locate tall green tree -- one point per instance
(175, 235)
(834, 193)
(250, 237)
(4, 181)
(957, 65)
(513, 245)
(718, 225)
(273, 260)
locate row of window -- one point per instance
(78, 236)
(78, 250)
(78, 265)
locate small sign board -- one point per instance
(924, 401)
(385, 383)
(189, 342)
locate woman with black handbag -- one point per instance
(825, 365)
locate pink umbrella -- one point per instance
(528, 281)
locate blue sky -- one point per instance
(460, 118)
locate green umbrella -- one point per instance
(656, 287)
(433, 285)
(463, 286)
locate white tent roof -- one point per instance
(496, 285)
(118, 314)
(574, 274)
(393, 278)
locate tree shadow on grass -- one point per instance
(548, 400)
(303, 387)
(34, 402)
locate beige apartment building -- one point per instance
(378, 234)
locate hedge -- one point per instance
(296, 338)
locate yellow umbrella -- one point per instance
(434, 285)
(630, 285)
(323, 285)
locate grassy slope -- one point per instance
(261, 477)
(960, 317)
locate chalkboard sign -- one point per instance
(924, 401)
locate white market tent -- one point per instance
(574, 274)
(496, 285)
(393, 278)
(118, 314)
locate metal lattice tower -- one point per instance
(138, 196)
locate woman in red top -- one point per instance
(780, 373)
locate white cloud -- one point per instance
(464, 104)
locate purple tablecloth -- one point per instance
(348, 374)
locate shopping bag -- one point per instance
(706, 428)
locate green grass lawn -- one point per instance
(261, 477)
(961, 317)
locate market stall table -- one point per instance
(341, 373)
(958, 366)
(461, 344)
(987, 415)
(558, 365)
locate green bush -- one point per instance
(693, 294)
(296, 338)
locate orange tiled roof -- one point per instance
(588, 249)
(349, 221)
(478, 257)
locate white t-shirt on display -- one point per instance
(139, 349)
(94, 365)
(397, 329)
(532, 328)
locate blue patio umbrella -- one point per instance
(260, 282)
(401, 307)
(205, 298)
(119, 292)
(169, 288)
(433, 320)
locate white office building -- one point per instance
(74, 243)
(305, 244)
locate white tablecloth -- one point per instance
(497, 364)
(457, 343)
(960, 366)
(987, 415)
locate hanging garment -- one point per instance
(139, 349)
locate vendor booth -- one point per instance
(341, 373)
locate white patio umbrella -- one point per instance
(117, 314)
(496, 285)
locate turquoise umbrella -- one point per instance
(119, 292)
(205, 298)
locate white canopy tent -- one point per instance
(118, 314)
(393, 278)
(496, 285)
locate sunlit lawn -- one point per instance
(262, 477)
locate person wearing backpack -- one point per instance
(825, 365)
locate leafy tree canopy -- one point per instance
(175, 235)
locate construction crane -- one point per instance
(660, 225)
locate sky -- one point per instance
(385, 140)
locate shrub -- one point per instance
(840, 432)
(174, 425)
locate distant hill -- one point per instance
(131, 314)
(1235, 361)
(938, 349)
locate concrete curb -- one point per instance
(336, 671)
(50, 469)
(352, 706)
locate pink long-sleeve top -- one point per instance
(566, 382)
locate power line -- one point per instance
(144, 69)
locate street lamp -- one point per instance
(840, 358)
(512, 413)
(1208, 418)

========================================================================

## Task details
Could you output the records in full, exactly as written?

## Problem solution
locate tall green tree -- one point per instance
(175, 235)
(834, 193)
(250, 237)
(4, 181)
(957, 65)
(513, 245)
(718, 225)
(273, 260)
locate row of window -- one point per instance
(78, 236)
(78, 250)
(78, 265)
locate small sign board -- one point per instance
(924, 401)
(385, 383)
(189, 342)
locate woman with black handbag -- one point per instance
(825, 365)
locate pink umbrella -- one point per instance
(528, 281)
locate blue sky -- one point per instance
(460, 118)
locate green umbrella -- one point per instance
(656, 287)
(433, 285)
(463, 286)
locate white tent roof -- one point per instance
(496, 285)
(118, 314)
(574, 274)
(393, 278)
locate tree shadow on grass -- one point per instance
(548, 400)
(303, 387)
(34, 402)
locate beige apartment building -- one point per instance
(378, 234)
locate hedge -- one point per instance
(296, 338)
locate yellow umbrella -- one point per instance
(434, 285)
(630, 285)
(323, 285)
locate grassy slope -- one point per instance
(261, 477)
(960, 317)
locate chalkboard sign -- one point per instance
(924, 401)
locate white market tent -- one point per instance
(574, 274)
(496, 285)
(393, 278)
(118, 314)
locate metal lattice tower -- one point per instance
(138, 196)
locate woman in red top -- one point per instance
(780, 373)
locate white cloud -- one point per instance
(464, 104)
locate purple tablecloth -- one point per instance
(348, 374)
locate shopping bag -- one point per instance
(706, 428)
locate green grass lawn -- one point per instance
(261, 477)
(961, 317)
locate market stall table -- one point per instance
(341, 373)
(958, 366)
(461, 344)
(987, 415)
(558, 365)
locate green bush -- one point per instance
(693, 294)
(296, 338)
locate orange tiled roof -- one point per instance
(588, 249)
(349, 221)
(478, 257)
locate white t-shirt on display -- one point per instance
(139, 349)
(94, 365)
(397, 329)
(532, 328)
locate blue patio umbrella -- one point per instance
(260, 282)
(401, 307)
(205, 298)
(119, 292)
(169, 288)
(433, 320)
locate white office building -- one point per instance
(74, 243)
(305, 244)
locate white tablecloth -- one point per instance
(497, 364)
(457, 343)
(960, 366)
(987, 415)
locate hanging garment -- one point per instance
(139, 349)
locate vendor booth -- one point per instance
(341, 373)
locate white patio umbrella -- one point per instance
(117, 314)
(496, 285)
locate turquoise umbrella -- one point per instance
(119, 292)
(205, 298)
locate white canopy tent -- one point per instance
(118, 314)
(393, 278)
(496, 285)
locate sunlit lawn -- one point per instance
(262, 477)
locate person wearing backpack -- one point per instance
(825, 365)
locate leafy tree canopy -- one point per instance
(175, 235)
locate construction crane -- one point per instance
(660, 225)
locate sky -- one point per instance
(385, 140)
locate shrub -- one point per instance
(840, 432)
(174, 425)
locate distant hill -- one point per instance
(131, 314)
(1235, 361)
(938, 349)
locate concrete curb -- one point per instance
(336, 671)
(50, 469)
(352, 706)
locate pink long-sleeve top -- one point per instance
(566, 382)
locate power line -- one point per instance
(144, 69)
locate street lamp -- one point per instance
(840, 358)
(512, 413)
(1208, 418)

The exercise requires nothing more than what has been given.